TASK DESCRIPTION:
Reproduce verbatim everything in the rows below, from the line containing "of the orange" down to the final line of the rows, both ends included.

EXERCISE MATERIALS:
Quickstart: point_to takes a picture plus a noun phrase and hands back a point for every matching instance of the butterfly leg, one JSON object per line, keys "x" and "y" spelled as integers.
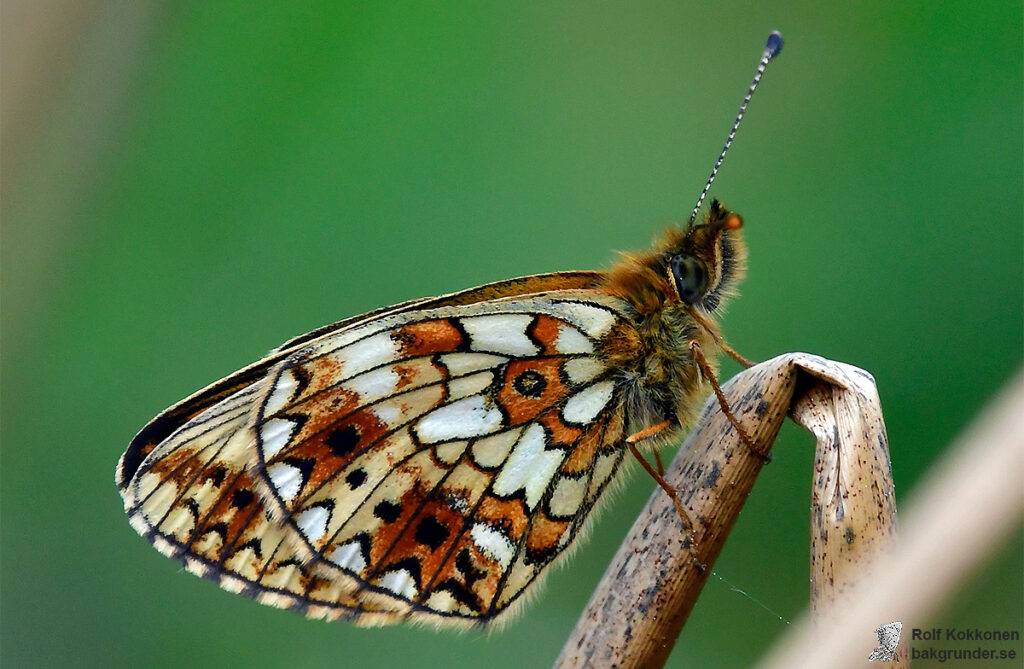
{"x": 651, "y": 431}
{"x": 656, "y": 475}
{"x": 723, "y": 403}
{"x": 729, "y": 350}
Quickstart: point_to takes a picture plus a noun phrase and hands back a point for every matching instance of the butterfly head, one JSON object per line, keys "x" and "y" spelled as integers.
{"x": 697, "y": 266}
{"x": 705, "y": 262}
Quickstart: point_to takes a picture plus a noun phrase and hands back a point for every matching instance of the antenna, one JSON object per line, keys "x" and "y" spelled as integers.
{"x": 772, "y": 48}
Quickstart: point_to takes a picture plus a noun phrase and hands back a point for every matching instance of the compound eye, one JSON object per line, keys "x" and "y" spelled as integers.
{"x": 691, "y": 278}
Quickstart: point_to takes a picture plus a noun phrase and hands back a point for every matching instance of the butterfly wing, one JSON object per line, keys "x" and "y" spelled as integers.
{"x": 424, "y": 463}
{"x": 173, "y": 418}
{"x": 441, "y": 459}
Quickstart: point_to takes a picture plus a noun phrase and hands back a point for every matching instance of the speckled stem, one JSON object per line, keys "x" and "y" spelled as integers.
{"x": 641, "y": 604}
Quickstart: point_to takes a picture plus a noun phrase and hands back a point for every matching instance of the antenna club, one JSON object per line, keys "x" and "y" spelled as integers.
{"x": 774, "y": 44}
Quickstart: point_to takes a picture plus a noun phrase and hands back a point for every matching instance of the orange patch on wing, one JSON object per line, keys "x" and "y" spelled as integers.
{"x": 560, "y": 432}
{"x": 529, "y": 387}
{"x": 427, "y": 338}
{"x": 323, "y": 410}
{"x": 427, "y": 538}
{"x": 510, "y": 515}
{"x": 229, "y": 517}
{"x": 180, "y": 466}
{"x": 321, "y": 373}
{"x": 544, "y": 535}
{"x": 334, "y": 447}
{"x": 469, "y": 576}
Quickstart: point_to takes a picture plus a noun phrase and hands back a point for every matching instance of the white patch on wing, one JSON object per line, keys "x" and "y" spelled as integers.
{"x": 283, "y": 391}
{"x": 582, "y": 370}
{"x": 399, "y": 582}
{"x": 493, "y": 543}
{"x": 501, "y": 333}
{"x": 348, "y": 556}
{"x": 374, "y": 384}
{"x": 459, "y": 364}
{"x": 586, "y": 405}
{"x": 451, "y": 452}
{"x": 570, "y": 340}
{"x": 464, "y": 386}
{"x": 592, "y": 320}
{"x": 529, "y": 467}
{"x": 286, "y": 478}
{"x": 274, "y": 434}
{"x": 312, "y": 523}
{"x": 367, "y": 353}
{"x": 492, "y": 451}
{"x": 473, "y": 416}
{"x": 442, "y": 600}
{"x": 567, "y": 496}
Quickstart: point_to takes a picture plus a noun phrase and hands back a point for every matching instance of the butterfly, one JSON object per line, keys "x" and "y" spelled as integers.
{"x": 432, "y": 460}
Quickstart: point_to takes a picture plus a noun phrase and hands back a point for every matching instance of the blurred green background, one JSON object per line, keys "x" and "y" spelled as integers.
{"x": 187, "y": 184}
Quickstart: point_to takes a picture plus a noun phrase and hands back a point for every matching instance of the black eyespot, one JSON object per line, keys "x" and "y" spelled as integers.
{"x": 691, "y": 278}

OUTPUT FOR THIS TASK:
Quickstart: point_to takes a picture plus a noun phrase and hands back a point for every matching instance of the orange patch on wing, one JSON object per line, keys "x" and "y" spelled as integers.
{"x": 560, "y": 432}
{"x": 529, "y": 387}
{"x": 427, "y": 338}
{"x": 323, "y": 410}
{"x": 427, "y": 538}
{"x": 510, "y": 515}
{"x": 229, "y": 517}
{"x": 180, "y": 466}
{"x": 321, "y": 373}
{"x": 544, "y": 535}
{"x": 334, "y": 447}
{"x": 469, "y": 576}
Quickstart: point_to takes a picture plus a noun phrase and hands back a point for every matching instance of the white patch on wing, one JSON object per line, keys "x" and "y" spelled as integers.
{"x": 283, "y": 391}
{"x": 582, "y": 370}
{"x": 399, "y": 582}
{"x": 493, "y": 543}
{"x": 501, "y": 333}
{"x": 348, "y": 556}
{"x": 374, "y": 384}
{"x": 459, "y": 364}
{"x": 586, "y": 405}
{"x": 451, "y": 452}
{"x": 570, "y": 340}
{"x": 464, "y": 386}
{"x": 592, "y": 320}
{"x": 529, "y": 467}
{"x": 286, "y": 478}
{"x": 274, "y": 434}
{"x": 312, "y": 523}
{"x": 367, "y": 353}
{"x": 492, "y": 451}
{"x": 473, "y": 416}
{"x": 442, "y": 600}
{"x": 567, "y": 496}
Quickstart: point_to takes a picture plus a noun phrase and hands back a point for every matching instance of the butterfly, one JSON object per line, keys "x" and "y" spelled as integers.
{"x": 432, "y": 460}
Quickstart: point_to takes a picture plus a noun phrase and hands back a point for every matching instance of the blurred green background, one JSON object per line, keys "x" and "y" spelled as integers.
{"x": 187, "y": 184}
Quickstart: point_to takes a picture plus a noun phrase and hands back a point for every matching instance of the black eyespot, one JSON object per line, keys "x" and "y" spelled as integers.
{"x": 691, "y": 278}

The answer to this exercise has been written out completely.